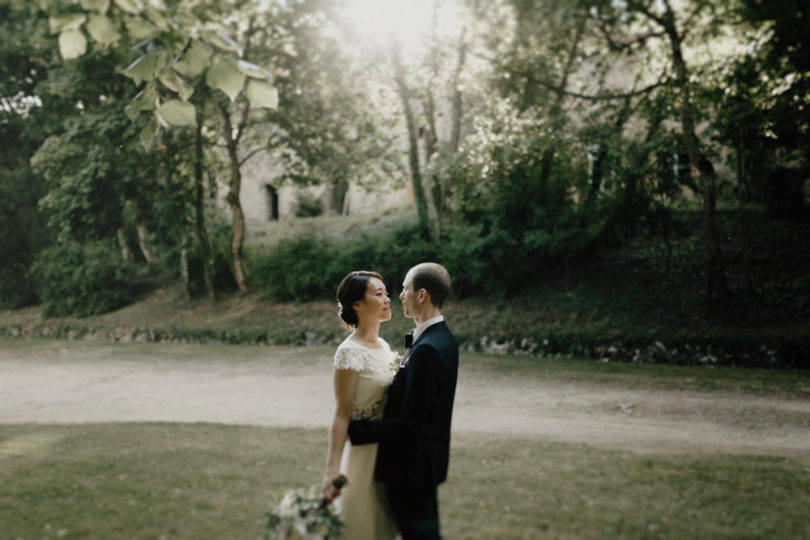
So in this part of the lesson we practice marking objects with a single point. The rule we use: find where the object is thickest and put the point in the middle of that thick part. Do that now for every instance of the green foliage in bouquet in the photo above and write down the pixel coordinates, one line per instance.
(304, 514)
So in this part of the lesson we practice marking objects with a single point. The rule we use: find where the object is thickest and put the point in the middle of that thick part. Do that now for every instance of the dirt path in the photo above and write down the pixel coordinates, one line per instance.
(63, 382)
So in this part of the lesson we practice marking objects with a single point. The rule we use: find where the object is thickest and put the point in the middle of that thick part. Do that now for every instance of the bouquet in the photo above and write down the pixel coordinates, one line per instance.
(304, 514)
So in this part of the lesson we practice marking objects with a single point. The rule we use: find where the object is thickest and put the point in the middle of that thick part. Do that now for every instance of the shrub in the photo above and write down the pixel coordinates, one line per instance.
(219, 235)
(296, 269)
(82, 279)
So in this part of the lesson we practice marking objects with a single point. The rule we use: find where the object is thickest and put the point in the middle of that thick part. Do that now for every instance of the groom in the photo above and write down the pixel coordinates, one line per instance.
(414, 433)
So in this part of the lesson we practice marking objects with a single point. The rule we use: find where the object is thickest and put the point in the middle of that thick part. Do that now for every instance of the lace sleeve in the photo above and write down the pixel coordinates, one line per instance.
(349, 358)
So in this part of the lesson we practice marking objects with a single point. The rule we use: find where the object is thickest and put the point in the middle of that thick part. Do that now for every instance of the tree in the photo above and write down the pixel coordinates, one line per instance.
(331, 127)
(649, 28)
(23, 126)
(177, 45)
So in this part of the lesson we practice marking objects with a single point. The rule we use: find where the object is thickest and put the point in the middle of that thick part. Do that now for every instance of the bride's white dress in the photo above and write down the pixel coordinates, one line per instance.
(363, 503)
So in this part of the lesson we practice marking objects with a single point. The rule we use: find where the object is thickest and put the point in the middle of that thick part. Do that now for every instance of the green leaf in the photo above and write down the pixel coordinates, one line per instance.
(159, 19)
(149, 133)
(140, 29)
(262, 94)
(60, 23)
(144, 68)
(143, 101)
(102, 29)
(72, 44)
(130, 6)
(178, 113)
(99, 6)
(220, 41)
(225, 76)
(193, 61)
(175, 83)
(252, 70)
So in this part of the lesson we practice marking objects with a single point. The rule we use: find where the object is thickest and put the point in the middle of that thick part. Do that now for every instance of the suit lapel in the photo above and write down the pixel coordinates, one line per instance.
(428, 330)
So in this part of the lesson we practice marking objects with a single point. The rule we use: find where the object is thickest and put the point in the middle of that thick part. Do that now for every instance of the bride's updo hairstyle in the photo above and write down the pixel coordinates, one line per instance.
(351, 289)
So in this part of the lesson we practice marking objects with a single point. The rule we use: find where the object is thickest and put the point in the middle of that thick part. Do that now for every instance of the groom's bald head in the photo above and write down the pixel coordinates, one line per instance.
(434, 278)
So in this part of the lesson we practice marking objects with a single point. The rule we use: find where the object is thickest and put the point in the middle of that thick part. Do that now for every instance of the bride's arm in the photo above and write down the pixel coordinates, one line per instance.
(344, 382)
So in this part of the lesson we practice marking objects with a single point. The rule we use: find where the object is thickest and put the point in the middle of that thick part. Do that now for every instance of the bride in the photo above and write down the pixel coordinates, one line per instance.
(363, 371)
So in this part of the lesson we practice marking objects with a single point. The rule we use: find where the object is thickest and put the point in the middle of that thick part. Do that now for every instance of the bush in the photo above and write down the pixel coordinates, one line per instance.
(297, 269)
(219, 234)
(80, 280)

_Exercise instructions_
Give all the lines above again, character for character, without pictures.

_Correct response_
So in this part of the lesson we practice marking objects with a single point. The rule we use: find where the object is thickest and put the point in the middle of that thick part. Do that now for every instance of the green foliage in bouquet in the photo above and write down the pixel coordinates, one line per instance.
(304, 514)
So in this part of the lesson we practice marking objects with a single point. The rule we use: find where the object is thickest and put the point in the middle of that thick part. Do that now for every instance of the dirt path in the photo above and write down the pixel coordinates, one line per instance.
(63, 382)
So in this part of the lesson we practice marking objects with a single point. The rule we use: find where the object is thickest and put the point in the middle of that thick part. Do that now for every instance of the bouquet in the photo above and write down the pixel coordinates, one line per instance.
(304, 514)
So in this part of the lesson we practice marking objects with a single point. The rule we use: find where the object is thickest and put the point in the middle of that thick part. Do that now for every instance of the shrub in the photo above and write down the pixel coordinates, one line per instance.
(219, 235)
(296, 269)
(82, 279)
So in this part of the lesson we practice marking objects with a single point. The rule we use: find where the object is thickest and put the point in the middle of that thick part. Do that now for every instance of the groom in the photo above and write down the pixel coordinates, one line per instance.
(414, 433)
So in this part of the lesson we practice marking objects with a single point. The rule we use: find where the object is thickest and put the point in the middle of that thick part. Do that now for every instance of the lace sleeve in the photo above and write down the pixel coordinates, one line per instance.
(349, 358)
So in this part of the lesson we practice marking objects with a single point. The rule we use: find where the object is thickest and put the point in the middle of that thick part. Do that now for every instance of the tree in the photo above and write down the pixel coordinates, one line per instance.
(331, 127)
(649, 28)
(23, 126)
(177, 45)
So in this part of the lesson we practice marking objects with a single point. The rule we use: find where the object is thickest and put the point in the middle of that thick part. Do that now for every instance of the bride's white dress in the photo above and write down the pixel coordinates, one line per instance.
(363, 503)
So in this part of the lesson we practice marking objects with a single point. The rule we use: find where the object is thickest and put the point in the middle of that thick part. Do that now for every instance of the green leaf in the photo above and write down the pixel coordinates, one line per instance.
(159, 19)
(149, 133)
(140, 29)
(262, 94)
(60, 23)
(144, 68)
(143, 101)
(102, 29)
(72, 44)
(130, 6)
(178, 113)
(99, 6)
(220, 41)
(225, 76)
(193, 61)
(175, 83)
(252, 70)
So in this part of the lesson we practice marking objects with a single point. The rule we use: find where the object is thickest and put the point in the middle of that thick part. Do that now for every instance of the suit lapel in the photo above and write down the pixel coordinates, one line per instance.
(428, 330)
So in this part of the lesson we practice marking objects with a single point. The rule we use: find where the object is thickest and put the point in the middle of that thick part. Do that now for every instance of the bride's updo hairstyle in the photo above and write down the pixel coordinates, one line per instance.
(351, 289)
So in this part of the lesson we practice marking objects with a single point. The rule we use: find where the object is thickest and put the point in the middle of that thick part. Do that now for every instance of the groom's bald head in the photo above and write down the pixel coordinates, one line per instance.
(434, 278)
So in this part of the lesson we practice marking objects with a single point. The rule we use: find where the object is thickest and put the point in the middle of that thick part. Do that now for every instance of the bride's arm in the photo above and write down the pixel coordinates, one line per instance.
(344, 382)
So in this part of the lesson we practice marking objects with a single point. The rule we use: find where the object is thickest and put the point in the middle of that thick part. Do that now for every instance of the bride in the photo above and write down the pixel coordinates, one line per instance.
(363, 371)
So in this part of the lesson we practice marking objects with a single point. The rule we use: find where the object is thickest and put the point in the middle of that thick part. Do that now for every instance of the bush in the photo above and write down the pixel coordinates, one line per instance.
(297, 269)
(219, 234)
(80, 280)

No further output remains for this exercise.